▶ [Task objective]
Copy every one of the entries below word for word, omitting the pictures.

+++ Data provided +++

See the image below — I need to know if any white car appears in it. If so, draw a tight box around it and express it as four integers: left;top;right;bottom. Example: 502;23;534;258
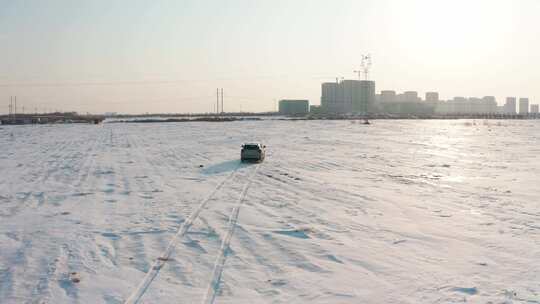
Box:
240;143;266;162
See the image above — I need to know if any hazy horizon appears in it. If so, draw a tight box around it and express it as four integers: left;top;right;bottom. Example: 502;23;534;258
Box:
0;0;540;113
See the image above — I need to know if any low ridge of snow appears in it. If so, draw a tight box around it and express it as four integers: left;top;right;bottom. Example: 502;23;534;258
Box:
0;120;540;303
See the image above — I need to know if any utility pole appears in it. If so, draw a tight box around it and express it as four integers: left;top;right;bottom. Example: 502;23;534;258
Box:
221;88;224;114
216;89;219;114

+++

▶ [Correct answer]
See the image below — I need to know if any white car appears in it. If so, draw a tight box around it and express it as four integers: left;top;right;bottom. Example: 502;23;534;258
Box:
240;143;266;162
See the image above — I need to know if any hazy horizon appears in it. If so, draw a tight box around it and express it as four integers: left;top;right;bottom. Example: 502;23;534;258
Box:
0;0;540;113
See the image above — I need to know if any low ridge of snow appears in it. If so, draw a tight box around it and express it as four integers: left;top;right;bottom. Example: 502;23;534;258
Box:
0;120;540;303
See the image above — I need to know if any utility pole appears in it. If so, draw a tight box around it and express it as four integers: left;top;right;bottom. Example: 502;23;534;258
Box:
221;88;224;114
216;89;219;114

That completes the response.